** What to produce **
Please update the material starting at the line that has "I'd appreciate your help finding the stone wall" and stopping at its end, swapping "stone" for "marble" and changing nothing else. Return only those lines.

[Records of labeled boxes]
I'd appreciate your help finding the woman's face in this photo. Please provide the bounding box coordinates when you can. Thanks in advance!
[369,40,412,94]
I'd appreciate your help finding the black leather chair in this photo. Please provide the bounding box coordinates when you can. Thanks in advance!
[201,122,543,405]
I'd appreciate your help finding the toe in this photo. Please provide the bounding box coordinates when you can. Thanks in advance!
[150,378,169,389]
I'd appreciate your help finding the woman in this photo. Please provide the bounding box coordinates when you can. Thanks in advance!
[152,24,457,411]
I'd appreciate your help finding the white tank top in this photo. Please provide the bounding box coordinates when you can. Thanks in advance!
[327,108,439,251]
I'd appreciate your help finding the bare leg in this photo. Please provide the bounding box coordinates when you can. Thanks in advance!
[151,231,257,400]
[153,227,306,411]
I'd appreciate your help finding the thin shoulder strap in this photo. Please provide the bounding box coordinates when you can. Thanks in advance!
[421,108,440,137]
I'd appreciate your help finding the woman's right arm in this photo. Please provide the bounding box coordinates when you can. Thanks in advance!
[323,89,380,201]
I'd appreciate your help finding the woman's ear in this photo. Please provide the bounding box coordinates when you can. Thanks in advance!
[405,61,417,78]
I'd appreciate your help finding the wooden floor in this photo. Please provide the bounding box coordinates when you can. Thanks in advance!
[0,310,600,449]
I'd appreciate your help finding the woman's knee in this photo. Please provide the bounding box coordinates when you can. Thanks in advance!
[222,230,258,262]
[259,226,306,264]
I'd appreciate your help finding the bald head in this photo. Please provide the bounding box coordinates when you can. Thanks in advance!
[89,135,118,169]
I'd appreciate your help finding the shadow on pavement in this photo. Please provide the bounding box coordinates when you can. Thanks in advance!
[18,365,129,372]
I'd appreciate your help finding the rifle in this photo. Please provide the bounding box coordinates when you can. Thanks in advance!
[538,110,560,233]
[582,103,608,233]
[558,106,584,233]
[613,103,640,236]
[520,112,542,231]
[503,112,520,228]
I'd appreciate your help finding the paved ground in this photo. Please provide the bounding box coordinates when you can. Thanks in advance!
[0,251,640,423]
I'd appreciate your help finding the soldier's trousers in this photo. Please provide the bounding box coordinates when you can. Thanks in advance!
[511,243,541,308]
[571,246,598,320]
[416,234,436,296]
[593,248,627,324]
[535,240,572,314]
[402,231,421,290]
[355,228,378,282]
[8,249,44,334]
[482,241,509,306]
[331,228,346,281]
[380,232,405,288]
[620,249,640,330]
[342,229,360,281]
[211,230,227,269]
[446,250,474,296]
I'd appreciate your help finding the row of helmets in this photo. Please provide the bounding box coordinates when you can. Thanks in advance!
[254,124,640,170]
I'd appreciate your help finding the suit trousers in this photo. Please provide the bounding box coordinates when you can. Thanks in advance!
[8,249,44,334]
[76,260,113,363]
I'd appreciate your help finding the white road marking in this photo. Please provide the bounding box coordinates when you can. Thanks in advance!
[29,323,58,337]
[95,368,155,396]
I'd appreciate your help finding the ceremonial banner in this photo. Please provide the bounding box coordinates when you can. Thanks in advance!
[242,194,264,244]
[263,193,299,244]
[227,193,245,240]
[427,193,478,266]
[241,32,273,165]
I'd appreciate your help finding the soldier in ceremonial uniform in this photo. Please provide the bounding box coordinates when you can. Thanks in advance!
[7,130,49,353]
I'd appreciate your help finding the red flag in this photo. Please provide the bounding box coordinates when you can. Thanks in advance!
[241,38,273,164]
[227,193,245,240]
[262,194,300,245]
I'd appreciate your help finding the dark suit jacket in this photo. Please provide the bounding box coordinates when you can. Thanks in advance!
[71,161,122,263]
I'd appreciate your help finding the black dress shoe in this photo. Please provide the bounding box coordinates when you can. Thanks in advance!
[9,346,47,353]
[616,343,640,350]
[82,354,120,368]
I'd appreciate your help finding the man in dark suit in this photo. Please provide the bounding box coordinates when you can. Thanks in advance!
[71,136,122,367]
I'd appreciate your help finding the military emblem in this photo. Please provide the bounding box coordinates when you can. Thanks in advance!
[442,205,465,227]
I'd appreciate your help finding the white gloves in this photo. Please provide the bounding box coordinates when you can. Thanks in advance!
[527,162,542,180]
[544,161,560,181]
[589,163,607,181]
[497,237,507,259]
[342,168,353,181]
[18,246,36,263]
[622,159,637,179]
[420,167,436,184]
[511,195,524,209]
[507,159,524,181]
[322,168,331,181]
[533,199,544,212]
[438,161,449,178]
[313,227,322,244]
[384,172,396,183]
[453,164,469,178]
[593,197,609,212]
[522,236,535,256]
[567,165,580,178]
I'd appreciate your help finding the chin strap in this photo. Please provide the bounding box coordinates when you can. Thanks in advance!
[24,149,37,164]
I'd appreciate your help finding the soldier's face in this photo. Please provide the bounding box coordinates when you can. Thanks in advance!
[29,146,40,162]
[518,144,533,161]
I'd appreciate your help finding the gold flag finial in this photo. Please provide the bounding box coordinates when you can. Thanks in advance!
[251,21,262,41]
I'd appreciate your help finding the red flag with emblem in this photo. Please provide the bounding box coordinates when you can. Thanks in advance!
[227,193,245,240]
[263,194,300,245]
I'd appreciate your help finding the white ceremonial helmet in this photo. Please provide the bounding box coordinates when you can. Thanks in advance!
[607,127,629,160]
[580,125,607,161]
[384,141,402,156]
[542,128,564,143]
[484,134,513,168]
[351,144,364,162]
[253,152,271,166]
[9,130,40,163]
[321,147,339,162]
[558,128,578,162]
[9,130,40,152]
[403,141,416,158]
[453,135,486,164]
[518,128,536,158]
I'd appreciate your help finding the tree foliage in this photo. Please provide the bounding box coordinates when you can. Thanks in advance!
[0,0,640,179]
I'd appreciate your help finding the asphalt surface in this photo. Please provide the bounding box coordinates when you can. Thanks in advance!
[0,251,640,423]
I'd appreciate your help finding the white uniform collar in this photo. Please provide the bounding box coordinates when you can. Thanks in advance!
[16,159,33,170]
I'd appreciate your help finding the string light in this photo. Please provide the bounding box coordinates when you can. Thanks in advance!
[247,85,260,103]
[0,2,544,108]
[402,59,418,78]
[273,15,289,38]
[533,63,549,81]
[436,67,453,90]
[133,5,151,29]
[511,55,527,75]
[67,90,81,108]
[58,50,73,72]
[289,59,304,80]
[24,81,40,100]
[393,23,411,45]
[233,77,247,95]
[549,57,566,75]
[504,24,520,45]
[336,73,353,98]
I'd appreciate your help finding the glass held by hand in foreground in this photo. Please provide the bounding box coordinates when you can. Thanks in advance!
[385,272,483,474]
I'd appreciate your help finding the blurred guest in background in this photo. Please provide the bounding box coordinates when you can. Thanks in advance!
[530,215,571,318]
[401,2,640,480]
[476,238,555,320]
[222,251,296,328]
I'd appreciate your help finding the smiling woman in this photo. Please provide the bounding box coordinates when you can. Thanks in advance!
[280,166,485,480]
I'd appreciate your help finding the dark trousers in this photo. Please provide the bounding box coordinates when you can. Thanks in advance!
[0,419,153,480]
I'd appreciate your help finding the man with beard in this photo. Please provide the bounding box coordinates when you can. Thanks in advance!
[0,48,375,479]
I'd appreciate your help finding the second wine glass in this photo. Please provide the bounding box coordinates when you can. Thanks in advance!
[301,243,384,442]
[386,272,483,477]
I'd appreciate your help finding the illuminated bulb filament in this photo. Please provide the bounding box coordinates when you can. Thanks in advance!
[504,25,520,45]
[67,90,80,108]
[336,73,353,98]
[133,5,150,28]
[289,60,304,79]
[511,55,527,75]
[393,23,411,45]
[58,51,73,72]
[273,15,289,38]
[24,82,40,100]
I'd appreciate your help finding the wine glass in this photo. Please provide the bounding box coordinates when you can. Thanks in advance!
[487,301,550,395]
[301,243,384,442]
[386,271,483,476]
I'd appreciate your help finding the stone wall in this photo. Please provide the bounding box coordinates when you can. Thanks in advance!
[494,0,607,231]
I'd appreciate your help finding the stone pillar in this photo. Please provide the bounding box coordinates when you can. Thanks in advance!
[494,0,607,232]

** Final result **
I'd appreciate your help finding the marble wall in this photo. Please provide the bounding box coordinates when you can. Thanks in advance!
[494,0,607,231]
I'd appreciate your help finding the marble pillar in this photo. Please provide the bounding box coordinates when you can. Thanks in advance!
[494,0,607,232]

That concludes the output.